PROBLEM SET
a) In the passage on Tuukka Kuru, rewrite everything from "Tuukka Sauli Johannes" down to "Muutos 2011 party.", replacing "chairperson" with "chair".
b) Answer these questions from the passage on Tuukka Kuru:
(i) In which city was Kuru born?
(ii) How many personal votes did Kuru receive in the 2023 Finnish parliamentary election?
(iii) On what date was the Blue-and-Black Movement re-registered?

Tuukka Sauli Johannes Kuru (born 18 October 1990) is a Finnish far-right nationalist politician and activist. He has been the chairperson of the Blue-and-Black Movement (Sinimusta Liike, SML) since the party was founded in January 2021.

== Early life and background ==
Kuru was born in Rovaniemi. He graduated as a mechanical engineer and has worked in the construction sector. Before national politics, he was active in the Finns Party Youth and served as the Lapland district leader of the nationalist organisation Suomen Sisu. He was also involved with the Muutos 2011 party.

== Political career ==
Kuru co-founded the Blue-and-Black Movement after internal disputes over ethnonationalism in the Finns Party Youth. Under his leadership, the party collected the required 5,000 signatures and was first registered in June 2022. It was deregistered by the Supreme Administrative Court in April 2024 and successfully re-registered on 28 May 2025.

In the 2023 Finnish parliamentary election, Kuru was the party's candidate in the Uusimaa constituency, receiving 323 personal votes. The party received 2,307 votes (0.07%) nationwide and won no seats.

Kuru regularly speaks at nationalist events, including Independence Day gatherings, and has given interviews outlining the party's radical traditionalist and ethnonationalist positions.

== Views and legal issues ==
Kuru has described the Blue-and-Black Movement as maintaining a "racial identity" and stated that the party meets several common descriptors of fascism, including strong nationalism and support for a mixed/corporatist economy while opposing current forms of capitalism.

DATASET EXCERPTS
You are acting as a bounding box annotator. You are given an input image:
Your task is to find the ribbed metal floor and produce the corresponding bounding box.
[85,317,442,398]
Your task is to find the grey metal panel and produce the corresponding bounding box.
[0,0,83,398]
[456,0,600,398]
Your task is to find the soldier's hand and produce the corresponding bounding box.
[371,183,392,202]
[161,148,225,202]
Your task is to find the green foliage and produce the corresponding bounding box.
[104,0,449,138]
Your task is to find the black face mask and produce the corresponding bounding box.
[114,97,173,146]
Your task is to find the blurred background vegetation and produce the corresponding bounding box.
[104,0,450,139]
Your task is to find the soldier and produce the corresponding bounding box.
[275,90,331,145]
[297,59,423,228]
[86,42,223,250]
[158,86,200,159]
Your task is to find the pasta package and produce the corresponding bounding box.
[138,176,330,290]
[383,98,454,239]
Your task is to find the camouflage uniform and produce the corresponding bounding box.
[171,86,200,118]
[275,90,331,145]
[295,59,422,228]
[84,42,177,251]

ANSWERS TO THE TASKS
a)
Tuukka Sauli Johannes Kuru (born 18 October 1990) is a Finnish far-right nationalist politician and activist. He has been the chair of the Blue-and-Black Movement (Sinimusta Liike, SML) since the party was founded in January 2021.

== Early life and background ==
Kuru was born in Rovaniemi. He graduated as a mechanical engineer and has worked in the construction sector. Before national politics, he was active in the Finns Party Youth and served as the Lapland district leader of the nationalist organisation Suomen Sisu. He was also involved with the Muutos 2011 party.

b)
(i) Rovaniemi
(ii) 323
(iii) 28 May 2025